SHORT EXERCISE:
Copy everything from the line containing "Find the military" down to the line containing "Give the mask of every instance of the military", changing "belt" to "strap" and leaving the rest as it stands.

Outline records:
::::::::::

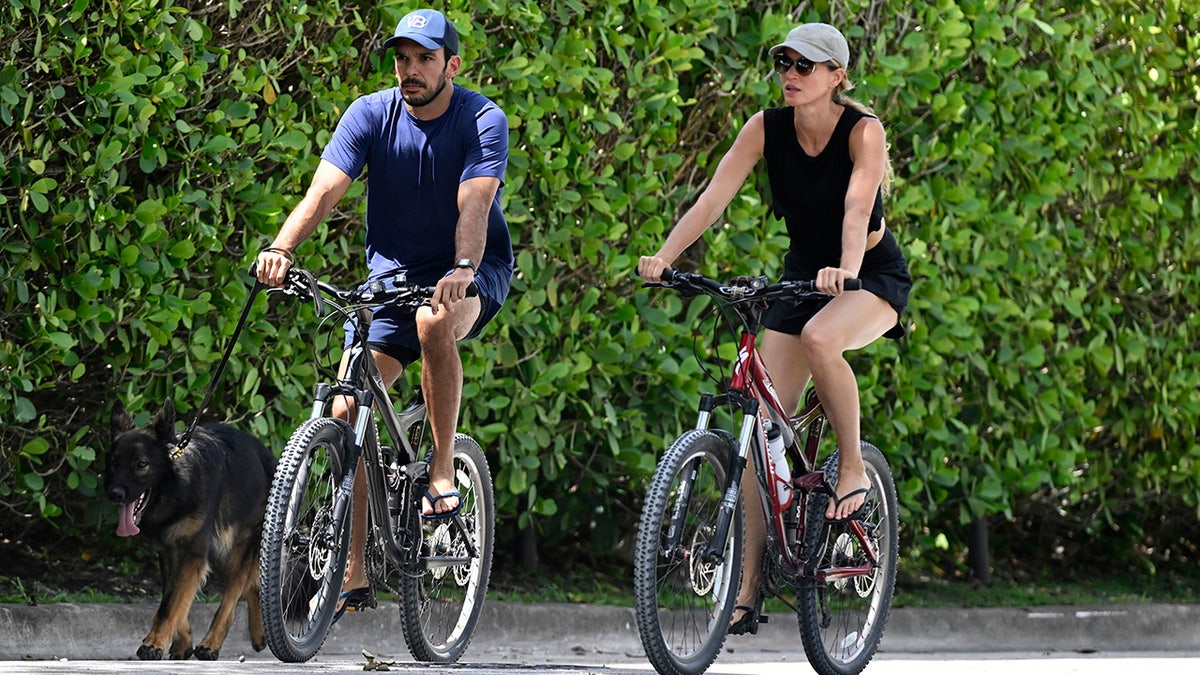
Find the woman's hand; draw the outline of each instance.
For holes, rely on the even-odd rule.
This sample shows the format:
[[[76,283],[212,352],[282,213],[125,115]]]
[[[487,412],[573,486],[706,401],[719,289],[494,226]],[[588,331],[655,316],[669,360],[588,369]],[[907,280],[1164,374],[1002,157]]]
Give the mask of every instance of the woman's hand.
[[[646,281],[662,281],[662,270],[670,268],[671,263],[658,256],[642,256],[637,261],[637,276]]]
[[[840,267],[827,267],[817,271],[817,291],[827,295],[841,295],[845,289],[842,281],[854,279],[856,273]]]

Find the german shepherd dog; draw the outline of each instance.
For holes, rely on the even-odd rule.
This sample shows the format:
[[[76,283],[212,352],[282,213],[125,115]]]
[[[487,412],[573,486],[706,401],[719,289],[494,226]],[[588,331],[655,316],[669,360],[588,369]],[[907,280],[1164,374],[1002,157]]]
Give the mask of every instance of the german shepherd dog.
[[[251,644],[262,651],[258,544],[275,456],[253,436],[224,424],[197,426],[191,442],[179,448],[169,399],[145,429],[134,429],[118,404],[112,431],[104,491],[120,507],[116,534],[140,532],[154,542],[162,573],[162,602],[138,658],[162,658],[169,640],[170,658],[215,661],[242,597]],[[222,589],[221,604],[193,650],[187,614],[210,572]]]

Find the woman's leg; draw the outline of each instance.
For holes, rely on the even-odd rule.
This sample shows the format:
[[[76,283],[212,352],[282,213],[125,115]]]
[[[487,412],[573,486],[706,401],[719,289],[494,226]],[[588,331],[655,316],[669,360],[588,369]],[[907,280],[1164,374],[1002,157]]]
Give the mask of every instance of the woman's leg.
[[[895,322],[896,311],[886,300],[872,293],[854,291],[830,300],[800,334],[804,360],[812,371],[812,383],[838,440],[838,485],[834,491],[839,501],[829,501],[826,518],[846,518],[858,510],[866,495],[846,496],[860,488],[870,488],[859,446],[858,381],[845,353],[870,345]]]

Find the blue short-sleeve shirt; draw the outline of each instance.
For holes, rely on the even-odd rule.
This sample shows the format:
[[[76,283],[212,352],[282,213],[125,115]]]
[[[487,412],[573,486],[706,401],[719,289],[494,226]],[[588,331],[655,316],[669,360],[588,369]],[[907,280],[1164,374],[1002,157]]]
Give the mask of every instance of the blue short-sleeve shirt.
[[[436,282],[457,259],[458,184],[499,179],[484,258],[476,262],[511,277],[512,240],[500,211],[509,126],[486,96],[454,85],[449,109],[424,121],[408,113],[400,88],[368,94],[347,108],[322,159],[350,178],[367,167],[371,276],[403,271],[420,283]]]

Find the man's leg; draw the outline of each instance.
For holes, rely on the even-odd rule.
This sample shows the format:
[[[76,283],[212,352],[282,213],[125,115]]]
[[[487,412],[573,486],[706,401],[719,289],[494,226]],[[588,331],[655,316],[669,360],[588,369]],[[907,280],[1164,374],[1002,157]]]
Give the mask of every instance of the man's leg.
[[[462,358],[458,340],[470,331],[482,305],[479,298],[464,298],[443,305],[437,313],[428,307],[416,312],[416,336],[421,342],[421,390],[430,412],[433,435],[433,458],[430,461],[430,494],[437,497],[456,490],[454,480],[454,435],[458,430],[458,407],[462,402]],[[425,500],[426,515],[446,513],[458,507],[458,498],[450,496],[430,503]]]

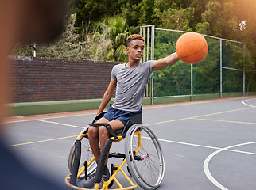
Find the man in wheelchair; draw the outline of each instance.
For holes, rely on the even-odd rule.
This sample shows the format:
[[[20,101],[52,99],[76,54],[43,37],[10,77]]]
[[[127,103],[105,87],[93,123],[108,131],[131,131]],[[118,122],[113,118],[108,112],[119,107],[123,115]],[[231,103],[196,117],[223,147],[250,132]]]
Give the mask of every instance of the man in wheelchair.
[[[96,121],[99,124],[91,126],[88,129],[90,146],[97,164],[100,150],[103,150],[109,135],[114,131],[122,129],[133,116],[142,112],[144,92],[151,74],[179,60],[176,53],[173,53],[157,61],[142,63],[145,44],[144,38],[138,34],[130,35],[126,39],[126,46],[129,61],[114,66],[111,82],[103,95],[98,114],[103,111],[114,90],[115,101],[107,113]],[[103,181],[108,180],[110,177],[107,167],[107,157],[103,171]],[[85,181],[84,188],[91,188],[94,185],[95,177],[92,176]]]

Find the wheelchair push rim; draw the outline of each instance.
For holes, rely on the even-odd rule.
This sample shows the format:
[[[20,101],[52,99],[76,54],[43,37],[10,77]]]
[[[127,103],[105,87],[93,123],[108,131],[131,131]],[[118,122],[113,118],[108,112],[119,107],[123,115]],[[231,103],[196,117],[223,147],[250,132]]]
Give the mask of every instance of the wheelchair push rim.
[[[126,134],[125,154],[137,184],[144,189],[157,188],[164,178],[165,160],[154,133],[145,126],[135,124],[130,127]]]

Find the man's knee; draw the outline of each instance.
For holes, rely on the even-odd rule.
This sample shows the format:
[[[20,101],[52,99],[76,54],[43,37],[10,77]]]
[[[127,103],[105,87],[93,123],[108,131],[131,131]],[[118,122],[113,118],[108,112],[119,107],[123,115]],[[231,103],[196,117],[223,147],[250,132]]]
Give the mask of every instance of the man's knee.
[[[94,126],[91,126],[88,128],[88,135],[89,138],[95,138],[98,137],[99,134],[98,134],[98,127],[94,127]]]
[[[108,132],[108,130],[105,127],[105,126],[101,126],[99,127],[99,139],[101,138],[108,138],[109,136],[109,132]]]

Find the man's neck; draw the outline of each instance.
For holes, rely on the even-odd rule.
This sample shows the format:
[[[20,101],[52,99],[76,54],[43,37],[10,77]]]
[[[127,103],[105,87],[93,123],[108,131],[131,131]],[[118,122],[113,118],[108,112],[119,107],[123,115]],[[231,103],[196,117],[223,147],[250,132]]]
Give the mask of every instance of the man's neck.
[[[129,62],[126,63],[126,66],[127,68],[131,68],[138,66],[140,63],[140,61],[131,61],[129,60]]]

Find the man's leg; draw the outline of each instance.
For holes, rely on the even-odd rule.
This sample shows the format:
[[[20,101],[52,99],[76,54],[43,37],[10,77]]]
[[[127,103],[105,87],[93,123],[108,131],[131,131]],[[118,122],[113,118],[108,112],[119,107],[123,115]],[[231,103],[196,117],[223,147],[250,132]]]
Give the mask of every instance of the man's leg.
[[[107,122],[106,122],[106,123],[107,123]],[[118,120],[112,120],[112,121],[109,122],[109,124],[111,126],[113,131],[116,131],[116,130],[122,129],[124,127],[124,124],[121,121],[119,121]],[[101,150],[103,150],[105,142],[109,138],[110,134],[111,133],[109,132],[109,131],[104,126],[99,127],[99,138]],[[108,158],[108,155],[105,160],[105,165],[107,164],[107,158]]]

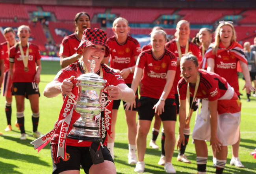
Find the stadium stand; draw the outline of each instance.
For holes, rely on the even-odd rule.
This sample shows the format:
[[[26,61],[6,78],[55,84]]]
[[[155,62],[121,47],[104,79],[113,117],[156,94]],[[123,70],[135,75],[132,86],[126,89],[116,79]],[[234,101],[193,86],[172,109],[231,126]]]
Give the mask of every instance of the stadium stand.
[[[151,24],[160,16],[171,14],[174,11],[171,9],[113,7],[111,13],[125,18],[130,23]]]
[[[34,5],[0,3],[1,19],[14,19],[17,17],[18,20],[29,20],[28,12],[36,11],[36,5]]]
[[[210,24],[221,19],[225,15],[237,14],[242,10],[223,9],[182,9],[178,15],[184,16],[182,19],[194,24]]]
[[[41,23],[42,18],[40,17],[38,22],[32,22],[34,17],[33,12],[38,11],[51,13],[51,17],[47,18],[49,22],[48,25]],[[64,37],[74,32],[74,17],[80,11],[88,13],[91,18],[91,26],[96,28],[100,27],[101,24],[98,22],[102,20],[98,15],[106,14],[106,21],[108,22],[106,29],[108,37],[114,34],[111,22],[114,19],[108,18],[107,14],[113,14],[115,18],[121,16],[126,18],[132,26],[130,34],[134,35],[148,35],[152,26],[157,25],[157,21],[160,22],[160,25],[165,29],[168,34],[173,35],[176,22],[182,19],[187,20],[194,26],[191,29],[191,38],[196,35],[201,27],[205,27],[204,25],[212,26],[214,29],[219,21],[226,20],[230,16],[232,18],[232,16],[239,15],[241,18],[237,18],[234,21],[237,32],[237,40],[241,43],[245,41],[252,43],[253,38],[256,36],[256,18],[255,17],[256,10],[244,8],[206,9],[202,7],[189,8],[188,7],[184,9],[177,7],[145,8],[0,3],[0,28],[2,28],[2,32],[3,29],[6,27],[17,28],[21,25],[28,25],[32,30],[31,42],[38,45],[41,50],[44,51],[45,50],[45,45],[48,43],[49,37],[51,36],[54,41],[52,43],[58,45],[60,44]],[[173,24],[167,23],[166,25],[163,23],[165,20],[163,15],[176,16],[178,18],[171,18],[172,22],[174,23]],[[2,34],[0,34],[0,42],[4,41]]]
[[[42,5],[42,7],[44,11],[54,13],[58,20],[63,21],[74,21],[75,16],[80,11],[87,12],[92,19],[94,14],[103,13],[106,10],[106,8],[103,7],[57,5]]]

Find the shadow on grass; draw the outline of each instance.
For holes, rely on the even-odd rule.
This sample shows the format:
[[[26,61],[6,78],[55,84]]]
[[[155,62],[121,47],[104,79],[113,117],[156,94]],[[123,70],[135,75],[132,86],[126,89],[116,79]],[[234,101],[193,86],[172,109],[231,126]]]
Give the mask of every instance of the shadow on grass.
[[[3,137],[6,140],[13,141],[15,141],[16,143],[19,143],[20,144],[22,144],[22,145],[25,145],[27,146],[31,147],[31,148],[34,149],[34,145],[30,144],[30,142],[33,141],[34,140],[36,140],[36,138],[32,136],[32,135],[27,135],[27,140],[20,140],[19,137],[18,138],[13,137],[13,136],[8,136],[6,135],[3,135],[1,136]],[[32,138],[32,139],[30,139],[30,138]],[[48,143],[45,147],[44,147],[44,149],[50,149],[50,143]],[[1,155],[0,155],[0,156]]]
[[[0,148],[0,152],[1,152],[0,157],[3,158],[19,161],[23,161],[39,165],[50,166],[47,163],[39,160],[39,157],[33,155],[21,154],[14,151],[9,150],[1,148]]]
[[[255,140],[254,140],[251,139],[245,139],[243,138],[241,138],[240,139],[240,146],[245,147],[249,149],[252,149],[252,151],[253,151],[253,150],[256,148],[256,145],[255,145],[256,144],[256,141]],[[249,146],[248,145],[246,145],[243,143],[241,144],[241,142],[243,143],[249,143],[252,144],[252,145]]]
[[[18,169],[19,167],[13,164],[4,163],[2,161],[0,161],[0,173],[22,173],[17,171],[15,171],[13,169],[15,168]]]

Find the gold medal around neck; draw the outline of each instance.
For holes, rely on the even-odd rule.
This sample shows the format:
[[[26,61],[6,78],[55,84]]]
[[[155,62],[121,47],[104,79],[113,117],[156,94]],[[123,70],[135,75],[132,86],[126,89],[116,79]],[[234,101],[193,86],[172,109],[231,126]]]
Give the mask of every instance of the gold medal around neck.
[[[29,69],[28,69],[28,67],[24,67],[24,71],[28,72],[28,70],[29,70]]]

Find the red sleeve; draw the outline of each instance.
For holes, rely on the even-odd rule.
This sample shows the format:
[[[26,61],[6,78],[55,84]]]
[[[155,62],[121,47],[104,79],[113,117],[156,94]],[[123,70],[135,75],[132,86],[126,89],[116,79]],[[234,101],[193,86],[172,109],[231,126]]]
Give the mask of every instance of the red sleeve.
[[[41,55],[40,55],[40,52],[38,47],[36,47],[36,48],[35,60],[38,60],[41,59]]]
[[[0,59],[4,59],[4,51],[2,50],[2,46],[0,45]]]
[[[65,71],[65,69],[61,69],[58,72],[57,74],[56,74],[53,80],[62,83],[64,79],[69,78],[71,76],[72,74],[70,74],[67,71]]]
[[[14,46],[10,48],[10,54],[9,57],[11,58],[14,58],[15,57],[15,54],[16,54],[15,48]]]
[[[184,78],[182,78],[179,81],[177,86],[179,98],[181,100],[186,100],[187,97],[187,83],[184,82]]]
[[[137,41],[137,43],[135,44],[133,48],[132,53],[134,56],[139,56],[141,51],[141,46],[139,45],[139,43]]]
[[[147,62],[147,56],[145,54],[141,53],[139,56],[136,67],[143,69],[145,67]]]
[[[218,84],[216,82],[212,84],[212,87],[208,91],[208,100],[210,101],[213,101],[218,100],[221,95],[219,89]]]
[[[168,70],[176,71],[176,69],[177,69],[177,58],[175,56],[175,55],[174,55],[174,54],[171,51],[167,51],[167,53],[168,52],[169,53],[169,55],[170,56],[171,61],[170,61],[169,63],[168,64],[167,69]]]
[[[202,62],[202,53],[200,51],[200,49],[198,47],[195,47],[195,51],[194,51],[195,55],[197,58],[197,61],[198,64],[200,64]]]

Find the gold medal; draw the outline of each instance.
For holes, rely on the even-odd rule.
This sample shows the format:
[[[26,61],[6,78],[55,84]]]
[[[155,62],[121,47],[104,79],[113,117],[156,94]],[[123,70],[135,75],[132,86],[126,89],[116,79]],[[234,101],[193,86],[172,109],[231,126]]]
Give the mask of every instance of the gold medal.
[[[24,67],[24,71],[28,72],[28,70],[29,70],[29,69],[28,69],[28,67]]]

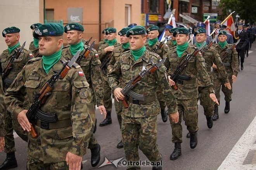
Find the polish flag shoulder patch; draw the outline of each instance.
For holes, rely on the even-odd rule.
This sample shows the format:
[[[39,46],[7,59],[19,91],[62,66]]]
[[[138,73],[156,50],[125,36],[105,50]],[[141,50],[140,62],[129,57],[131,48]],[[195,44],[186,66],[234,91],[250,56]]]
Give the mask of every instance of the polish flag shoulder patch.
[[[78,75],[80,76],[83,76],[83,73],[82,71],[78,71]]]

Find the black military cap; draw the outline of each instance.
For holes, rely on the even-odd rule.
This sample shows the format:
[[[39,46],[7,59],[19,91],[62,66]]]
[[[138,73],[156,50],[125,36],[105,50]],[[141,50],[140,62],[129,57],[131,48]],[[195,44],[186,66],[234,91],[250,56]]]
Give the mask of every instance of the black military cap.
[[[2,35],[3,37],[7,34],[13,34],[14,33],[19,33],[21,30],[16,27],[11,27],[6,28],[3,31]]]
[[[34,38],[38,39],[39,37],[59,36],[63,34],[64,28],[55,23],[50,23],[39,26],[33,33]]]
[[[67,24],[64,27],[64,30],[66,33],[67,33],[68,31],[75,30],[80,31],[85,31],[83,26],[77,22]]]

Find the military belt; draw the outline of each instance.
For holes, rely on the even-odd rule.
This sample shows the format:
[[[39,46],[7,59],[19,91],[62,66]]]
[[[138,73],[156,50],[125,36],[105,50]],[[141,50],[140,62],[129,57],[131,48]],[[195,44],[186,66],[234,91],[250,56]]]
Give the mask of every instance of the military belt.
[[[152,96],[148,98],[145,98],[145,100],[139,100],[136,99],[134,99],[131,98],[131,97],[129,98],[129,101],[130,103],[132,103],[135,105],[140,105],[142,104],[146,104],[148,103],[150,103],[152,101],[155,101],[156,99],[156,95]]]

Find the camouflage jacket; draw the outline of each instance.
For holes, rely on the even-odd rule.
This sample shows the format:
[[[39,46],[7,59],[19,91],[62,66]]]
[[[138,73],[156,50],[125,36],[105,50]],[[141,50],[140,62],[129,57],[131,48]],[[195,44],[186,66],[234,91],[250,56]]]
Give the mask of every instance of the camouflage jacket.
[[[234,49],[233,50],[230,50],[227,55],[224,59],[222,59],[222,56],[226,53],[226,50],[228,48],[231,48],[233,46],[232,44],[227,44],[223,49],[221,49],[221,47],[218,43],[213,45],[218,52],[220,56],[220,58],[221,58],[222,62],[224,65],[227,64],[230,65],[229,67],[225,66],[226,70],[228,75],[228,78],[230,78],[230,75],[234,75],[237,76],[238,72],[239,72],[239,65],[238,64],[238,58],[237,57],[237,52]],[[214,72],[217,72],[216,70],[214,70]],[[220,77],[220,76],[219,76]],[[232,77],[232,76],[231,76]],[[221,77],[220,77],[220,78]]]
[[[34,41],[32,41],[29,45],[29,50],[34,54],[35,57],[41,57],[42,55],[39,54],[39,48],[38,47],[36,48],[34,45]]]
[[[17,47],[17,48],[21,48],[20,46]],[[9,63],[9,61],[11,59],[12,57],[16,53],[17,51],[17,49],[15,49],[13,50],[11,53],[9,54],[9,52],[8,50],[5,50],[1,54],[1,55],[0,55],[0,62],[1,62],[0,71],[1,72],[4,70],[6,66]],[[10,73],[7,76],[7,78],[10,80],[14,80],[28,61],[33,58],[34,58],[34,55],[31,52],[24,48],[19,58],[16,59],[14,62],[12,68],[10,71]],[[4,81],[4,80],[2,80]],[[8,86],[6,85],[5,87],[3,87],[3,89],[4,91],[6,91],[7,88],[6,88]]]
[[[69,45],[64,47],[62,50],[62,56],[67,60],[71,59],[73,57],[69,50]],[[85,46],[84,47],[86,47]],[[80,54],[83,54],[85,51],[85,50],[83,50]],[[97,106],[103,105],[104,91],[100,70],[100,61],[97,51],[92,48],[87,57],[82,59],[80,65],[90,84],[93,104]]]
[[[195,44],[192,46],[196,47]],[[228,78],[228,74],[226,71],[225,67],[222,64],[221,59],[220,57],[220,55],[218,53],[216,50],[213,47],[211,46],[209,49],[207,48],[202,55],[202,57],[204,58],[206,70],[208,74],[210,76],[211,80],[212,79],[212,72],[211,70],[211,67],[213,64],[214,64],[217,65],[220,74],[221,76],[222,79],[224,81],[225,83],[229,82]],[[199,87],[203,87],[204,83],[202,80],[203,78],[198,75],[197,76],[197,83]]]
[[[61,59],[66,62],[63,57]],[[86,153],[92,132],[90,115],[95,114],[95,110],[89,84],[81,67],[76,65],[63,79],[57,80],[52,94],[40,108],[47,113],[56,113],[58,121],[70,119],[71,125],[50,129],[35,125],[38,136],[33,138],[29,133],[28,155],[44,163],[65,161],[69,151],[79,156]],[[60,60],[47,74],[42,58],[35,58],[28,63],[5,94],[5,103],[9,106],[7,110],[13,113],[14,118],[17,120],[18,114],[24,110],[21,96],[26,94],[31,106],[54,71],[59,72],[63,67]]]
[[[176,47],[171,49],[168,53],[168,62],[167,70],[169,75],[171,75],[174,73],[178,65],[184,59],[187,55],[185,52],[180,58],[178,58],[176,49]],[[194,50],[191,47],[189,46],[186,51],[191,54]],[[213,86],[211,82],[205,65],[204,59],[199,53],[197,54],[195,57],[190,58],[187,65],[182,71],[180,74],[187,76],[190,76],[191,81],[193,82],[182,84],[178,83],[178,81],[176,81],[176,83],[178,87],[178,90],[174,90],[173,93],[176,98],[184,100],[196,99],[198,97],[198,84],[196,79],[197,76],[202,77],[202,80],[203,87],[208,87],[209,93],[212,93],[213,91]],[[194,79],[195,81],[193,82],[192,80]],[[182,80],[181,81],[183,81]]]
[[[120,77],[123,79],[125,84],[137,76],[142,69],[143,63],[146,64],[146,68],[148,69],[152,66],[151,60],[154,63],[158,62],[159,56],[154,53],[146,50],[137,61],[135,61],[130,51],[123,53],[115,64],[113,69],[108,76],[109,84],[113,92],[118,86],[118,81]],[[166,105],[170,113],[176,112],[177,110],[176,100],[173,94],[169,85],[166,72],[166,68],[163,65],[151,74],[147,74],[139,83],[136,85],[132,90],[135,93],[143,94],[145,99],[156,95],[157,86],[160,86],[164,96]],[[157,100],[144,104],[137,105],[130,103],[127,108],[124,108],[122,114],[131,117],[147,117],[156,116],[160,112],[159,102]],[[121,101],[120,101],[121,102]]]

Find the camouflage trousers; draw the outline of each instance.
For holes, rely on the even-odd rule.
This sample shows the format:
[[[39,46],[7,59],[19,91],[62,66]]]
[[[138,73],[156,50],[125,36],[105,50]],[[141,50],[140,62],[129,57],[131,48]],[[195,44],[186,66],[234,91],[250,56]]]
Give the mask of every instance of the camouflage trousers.
[[[220,88],[221,88],[221,91],[223,92],[225,95],[225,101],[228,102],[230,102],[232,100],[231,98],[231,95],[233,93],[233,87],[232,87],[232,75],[233,72],[228,69],[227,69],[227,72],[228,73],[228,77],[229,82],[231,85],[231,89],[229,90],[227,88],[225,87],[224,85],[224,82],[222,80],[221,76],[219,75],[219,73],[216,71],[214,71],[213,72],[213,87],[214,90],[215,91],[215,95],[216,98],[218,99],[219,103],[220,104]],[[215,104],[215,106],[218,106],[216,104]]]
[[[210,94],[207,88],[198,87],[199,99],[200,100],[200,105],[204,108],[204,113],[206,116],[213,115],[214,102],[211,99]]]
[[[121,131],[125,157],[127,161],[139,161],[138,146],[152,162],[162,159],[156,144],[157,116],[142,118],[122,115]],[[127,169],[140,169],[128,166]]]
[[[111,89],[108,84],[108,79],[107,75],[102,74],[104,87],[104,96],[103,102],[107,112],[111,113],[112,109],[112,98],[111,97]]]
[[[182,118],[185,121],[187,129],[191,133],[195,133],[198,131],[198,112],[197,99],[188,100],[177,99],[178,112],[179,112],[179,122],[177,124],[173,122],[171,117],[169,120],[171,126],[173,143],[182,142]]]
[[[66,161],[56,163],[43,163],[43,161],[28,156],[27,170],[69,170],[68,166]]]
[[[5,145],[4,151],[6,153],[12,153],[16,151],[14,129],[17,134],[24,141],[28,142],[28,132],[24,131],[17,120],[13,118],[12,114],[6,110],[5,113],[5,129],[6,135],[4,137]]]

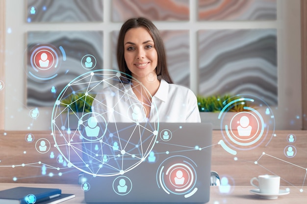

::::::::::

ANSWER TO THIS PROBLEM:
Find the military strap; draw the outline of each instance.
For holes, rely on the even-odd rule.
This sample shows the format:
[[[39,46],[7,59],[19,91],[62,66]]]
[[[138,73],[156,50],[125,36],[105,50]],[[141,50],[140,62],[129,57],[131,48]],[[195,44],[186,66],[234,91],[250,56]]]
Give the mask of every instance of the military strap.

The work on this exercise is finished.